WHAT YOU SHOULD DO. Scan the entries for the word "hair". Every line that has it should be copied.

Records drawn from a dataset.
_ _ _ _

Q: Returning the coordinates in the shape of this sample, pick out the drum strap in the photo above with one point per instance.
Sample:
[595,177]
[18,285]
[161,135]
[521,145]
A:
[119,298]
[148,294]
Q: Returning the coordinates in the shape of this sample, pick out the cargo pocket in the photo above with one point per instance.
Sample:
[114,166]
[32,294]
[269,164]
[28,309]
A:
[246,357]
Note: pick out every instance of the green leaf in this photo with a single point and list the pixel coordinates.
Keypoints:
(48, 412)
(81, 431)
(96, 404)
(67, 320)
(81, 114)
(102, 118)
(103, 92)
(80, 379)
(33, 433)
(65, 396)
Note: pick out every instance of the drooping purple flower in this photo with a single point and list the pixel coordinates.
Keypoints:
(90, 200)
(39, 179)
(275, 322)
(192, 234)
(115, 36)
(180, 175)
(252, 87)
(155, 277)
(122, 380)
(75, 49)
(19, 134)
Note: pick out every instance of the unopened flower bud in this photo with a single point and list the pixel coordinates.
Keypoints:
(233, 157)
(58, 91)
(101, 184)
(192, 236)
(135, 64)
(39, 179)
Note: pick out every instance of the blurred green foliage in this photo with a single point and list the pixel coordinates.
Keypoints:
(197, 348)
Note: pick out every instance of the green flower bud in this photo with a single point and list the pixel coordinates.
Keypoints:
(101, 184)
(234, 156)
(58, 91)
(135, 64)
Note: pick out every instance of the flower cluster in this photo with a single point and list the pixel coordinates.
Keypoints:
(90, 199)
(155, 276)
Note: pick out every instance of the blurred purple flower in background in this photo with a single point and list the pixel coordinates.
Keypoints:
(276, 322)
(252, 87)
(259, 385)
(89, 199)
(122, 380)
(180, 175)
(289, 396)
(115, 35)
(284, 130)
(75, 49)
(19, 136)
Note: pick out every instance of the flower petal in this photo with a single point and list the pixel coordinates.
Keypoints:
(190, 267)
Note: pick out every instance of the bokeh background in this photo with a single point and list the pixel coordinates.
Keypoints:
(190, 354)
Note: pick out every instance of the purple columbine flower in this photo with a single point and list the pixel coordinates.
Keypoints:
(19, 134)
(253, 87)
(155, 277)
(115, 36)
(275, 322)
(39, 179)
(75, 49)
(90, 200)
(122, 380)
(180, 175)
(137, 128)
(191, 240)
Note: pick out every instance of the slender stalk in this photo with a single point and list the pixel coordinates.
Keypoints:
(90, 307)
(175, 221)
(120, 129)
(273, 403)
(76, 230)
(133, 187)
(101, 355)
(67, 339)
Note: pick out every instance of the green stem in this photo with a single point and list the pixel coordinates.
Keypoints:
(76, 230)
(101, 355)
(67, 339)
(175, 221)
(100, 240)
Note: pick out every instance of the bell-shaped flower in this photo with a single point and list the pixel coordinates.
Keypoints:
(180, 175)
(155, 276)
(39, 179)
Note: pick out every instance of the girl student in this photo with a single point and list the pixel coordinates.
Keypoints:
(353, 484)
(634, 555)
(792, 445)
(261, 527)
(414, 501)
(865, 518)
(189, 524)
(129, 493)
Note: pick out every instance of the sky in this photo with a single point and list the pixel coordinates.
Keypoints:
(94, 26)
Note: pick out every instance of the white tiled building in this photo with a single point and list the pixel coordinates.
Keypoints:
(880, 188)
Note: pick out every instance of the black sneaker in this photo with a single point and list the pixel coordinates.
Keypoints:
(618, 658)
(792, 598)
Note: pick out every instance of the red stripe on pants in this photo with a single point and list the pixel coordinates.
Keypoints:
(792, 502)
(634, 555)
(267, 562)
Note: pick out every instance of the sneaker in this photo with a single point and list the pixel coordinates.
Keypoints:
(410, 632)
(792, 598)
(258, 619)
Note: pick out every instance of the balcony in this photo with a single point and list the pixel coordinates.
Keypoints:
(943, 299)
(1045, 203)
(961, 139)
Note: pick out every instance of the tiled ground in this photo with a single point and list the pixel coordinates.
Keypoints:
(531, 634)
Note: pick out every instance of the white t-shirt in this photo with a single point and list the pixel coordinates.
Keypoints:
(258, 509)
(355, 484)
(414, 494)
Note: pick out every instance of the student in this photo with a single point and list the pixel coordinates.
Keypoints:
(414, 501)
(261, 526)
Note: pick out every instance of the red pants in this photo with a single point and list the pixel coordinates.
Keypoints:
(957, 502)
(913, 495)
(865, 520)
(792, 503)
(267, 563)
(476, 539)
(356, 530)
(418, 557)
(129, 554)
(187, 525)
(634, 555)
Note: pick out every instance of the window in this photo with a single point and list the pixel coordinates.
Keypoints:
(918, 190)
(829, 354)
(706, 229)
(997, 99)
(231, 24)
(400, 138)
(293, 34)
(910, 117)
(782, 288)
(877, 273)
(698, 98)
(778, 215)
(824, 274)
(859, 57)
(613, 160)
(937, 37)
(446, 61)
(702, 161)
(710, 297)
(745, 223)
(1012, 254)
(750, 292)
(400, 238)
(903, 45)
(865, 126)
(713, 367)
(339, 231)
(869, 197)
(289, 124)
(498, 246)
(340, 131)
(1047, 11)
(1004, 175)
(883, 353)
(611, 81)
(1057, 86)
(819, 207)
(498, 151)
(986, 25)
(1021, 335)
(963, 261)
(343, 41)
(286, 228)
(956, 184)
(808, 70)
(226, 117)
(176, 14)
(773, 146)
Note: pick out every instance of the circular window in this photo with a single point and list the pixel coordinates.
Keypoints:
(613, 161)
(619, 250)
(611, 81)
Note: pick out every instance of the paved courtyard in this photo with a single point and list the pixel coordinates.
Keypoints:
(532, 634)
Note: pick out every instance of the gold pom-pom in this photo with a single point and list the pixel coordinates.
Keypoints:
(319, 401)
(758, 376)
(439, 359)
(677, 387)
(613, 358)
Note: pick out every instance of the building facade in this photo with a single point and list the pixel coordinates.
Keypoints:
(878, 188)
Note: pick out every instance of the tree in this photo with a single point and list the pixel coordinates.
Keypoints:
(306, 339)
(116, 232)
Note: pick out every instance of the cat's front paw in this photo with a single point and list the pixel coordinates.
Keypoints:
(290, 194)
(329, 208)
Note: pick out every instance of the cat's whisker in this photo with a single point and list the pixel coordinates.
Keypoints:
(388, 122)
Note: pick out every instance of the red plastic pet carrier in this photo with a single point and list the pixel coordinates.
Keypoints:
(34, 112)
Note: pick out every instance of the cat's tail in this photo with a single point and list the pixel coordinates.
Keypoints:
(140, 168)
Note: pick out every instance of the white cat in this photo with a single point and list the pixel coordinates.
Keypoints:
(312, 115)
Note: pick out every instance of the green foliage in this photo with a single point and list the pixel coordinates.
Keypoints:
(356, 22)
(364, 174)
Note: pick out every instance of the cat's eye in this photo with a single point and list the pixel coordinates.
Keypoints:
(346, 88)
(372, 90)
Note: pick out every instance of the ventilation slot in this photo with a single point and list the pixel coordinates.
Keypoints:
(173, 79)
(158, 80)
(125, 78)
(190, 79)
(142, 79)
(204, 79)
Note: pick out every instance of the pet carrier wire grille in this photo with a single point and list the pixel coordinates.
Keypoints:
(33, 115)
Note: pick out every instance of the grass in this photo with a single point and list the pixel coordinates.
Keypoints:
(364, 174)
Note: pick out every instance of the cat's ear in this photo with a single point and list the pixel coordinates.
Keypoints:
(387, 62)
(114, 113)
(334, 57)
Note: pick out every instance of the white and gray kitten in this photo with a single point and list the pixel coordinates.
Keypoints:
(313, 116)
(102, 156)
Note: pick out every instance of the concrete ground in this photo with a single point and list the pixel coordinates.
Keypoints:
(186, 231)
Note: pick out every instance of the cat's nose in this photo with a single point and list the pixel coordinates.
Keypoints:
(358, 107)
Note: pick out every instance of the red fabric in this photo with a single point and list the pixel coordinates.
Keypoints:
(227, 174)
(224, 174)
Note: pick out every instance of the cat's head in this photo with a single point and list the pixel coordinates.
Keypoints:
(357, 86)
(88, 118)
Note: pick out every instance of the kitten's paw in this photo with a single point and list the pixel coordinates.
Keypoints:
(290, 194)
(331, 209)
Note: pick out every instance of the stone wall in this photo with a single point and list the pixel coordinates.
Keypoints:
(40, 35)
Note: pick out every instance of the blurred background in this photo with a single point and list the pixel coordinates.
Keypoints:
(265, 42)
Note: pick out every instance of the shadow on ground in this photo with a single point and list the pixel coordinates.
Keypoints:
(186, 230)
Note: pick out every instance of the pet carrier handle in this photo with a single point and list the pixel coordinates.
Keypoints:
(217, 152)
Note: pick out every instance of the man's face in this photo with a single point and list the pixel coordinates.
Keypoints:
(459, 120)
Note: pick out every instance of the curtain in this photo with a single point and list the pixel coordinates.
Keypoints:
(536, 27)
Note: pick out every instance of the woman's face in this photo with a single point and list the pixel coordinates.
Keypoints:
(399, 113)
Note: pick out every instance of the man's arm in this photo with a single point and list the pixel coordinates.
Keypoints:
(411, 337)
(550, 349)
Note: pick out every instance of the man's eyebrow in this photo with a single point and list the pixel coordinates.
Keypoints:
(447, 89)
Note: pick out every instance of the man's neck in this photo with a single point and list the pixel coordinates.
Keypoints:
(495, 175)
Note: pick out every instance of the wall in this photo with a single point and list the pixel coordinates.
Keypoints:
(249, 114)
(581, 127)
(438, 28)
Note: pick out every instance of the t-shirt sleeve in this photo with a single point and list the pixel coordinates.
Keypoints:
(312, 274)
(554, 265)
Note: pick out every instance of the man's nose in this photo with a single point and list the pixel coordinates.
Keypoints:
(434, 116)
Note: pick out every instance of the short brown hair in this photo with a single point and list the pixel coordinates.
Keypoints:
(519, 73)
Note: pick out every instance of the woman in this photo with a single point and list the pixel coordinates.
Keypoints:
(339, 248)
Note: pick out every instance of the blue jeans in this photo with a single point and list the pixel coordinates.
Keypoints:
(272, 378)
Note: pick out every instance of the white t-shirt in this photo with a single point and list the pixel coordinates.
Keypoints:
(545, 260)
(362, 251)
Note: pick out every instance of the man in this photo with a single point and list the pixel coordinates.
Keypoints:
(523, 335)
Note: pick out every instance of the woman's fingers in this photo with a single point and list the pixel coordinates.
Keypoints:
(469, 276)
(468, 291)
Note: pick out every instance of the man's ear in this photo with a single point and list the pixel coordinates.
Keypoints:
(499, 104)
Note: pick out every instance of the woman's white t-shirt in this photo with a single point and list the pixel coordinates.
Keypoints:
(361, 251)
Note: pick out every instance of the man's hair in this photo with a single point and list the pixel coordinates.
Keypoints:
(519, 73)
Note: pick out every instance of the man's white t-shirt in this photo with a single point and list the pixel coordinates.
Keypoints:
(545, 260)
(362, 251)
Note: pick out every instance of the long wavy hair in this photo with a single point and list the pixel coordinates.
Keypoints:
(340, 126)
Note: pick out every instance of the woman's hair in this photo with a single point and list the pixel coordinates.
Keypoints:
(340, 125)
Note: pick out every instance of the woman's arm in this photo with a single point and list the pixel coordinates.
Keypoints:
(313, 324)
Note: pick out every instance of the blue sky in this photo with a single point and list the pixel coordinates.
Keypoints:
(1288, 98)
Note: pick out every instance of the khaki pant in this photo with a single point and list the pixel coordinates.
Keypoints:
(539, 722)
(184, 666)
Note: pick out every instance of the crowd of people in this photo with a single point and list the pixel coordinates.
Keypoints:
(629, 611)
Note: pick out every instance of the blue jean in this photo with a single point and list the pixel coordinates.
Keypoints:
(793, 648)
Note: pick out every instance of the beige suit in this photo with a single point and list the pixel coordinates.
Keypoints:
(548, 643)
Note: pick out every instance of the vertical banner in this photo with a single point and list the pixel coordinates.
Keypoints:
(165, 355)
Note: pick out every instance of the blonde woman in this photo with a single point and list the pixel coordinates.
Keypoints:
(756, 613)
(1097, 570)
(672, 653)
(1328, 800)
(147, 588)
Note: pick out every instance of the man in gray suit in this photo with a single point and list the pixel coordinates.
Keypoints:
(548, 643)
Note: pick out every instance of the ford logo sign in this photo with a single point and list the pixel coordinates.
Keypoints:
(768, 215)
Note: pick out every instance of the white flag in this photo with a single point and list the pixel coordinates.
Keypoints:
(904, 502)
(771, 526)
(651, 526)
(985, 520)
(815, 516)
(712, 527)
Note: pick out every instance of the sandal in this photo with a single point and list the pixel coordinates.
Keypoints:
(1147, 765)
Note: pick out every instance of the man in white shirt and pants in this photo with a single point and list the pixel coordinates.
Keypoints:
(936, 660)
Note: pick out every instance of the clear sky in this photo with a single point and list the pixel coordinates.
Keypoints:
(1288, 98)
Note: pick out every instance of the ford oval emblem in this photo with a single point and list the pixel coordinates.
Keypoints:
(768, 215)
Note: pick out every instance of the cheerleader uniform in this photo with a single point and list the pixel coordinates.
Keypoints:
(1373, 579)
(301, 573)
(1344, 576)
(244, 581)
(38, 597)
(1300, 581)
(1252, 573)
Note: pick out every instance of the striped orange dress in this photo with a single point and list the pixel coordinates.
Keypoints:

_ _ _ _

RESPONSE.
Note: pick out every instance of the short brown hair in this photo with a single point and list the pixel coordinates.
Note: pick out every instance of the man's hair in this photo with a single point and list the pixel coordinates.
Note: pick out every instance of the long wavy hair in this photo with a single point and list the pixel coordinates.
Note: pick out every instance of the woman's hair in this photo with a single point and list the pixel coordinates.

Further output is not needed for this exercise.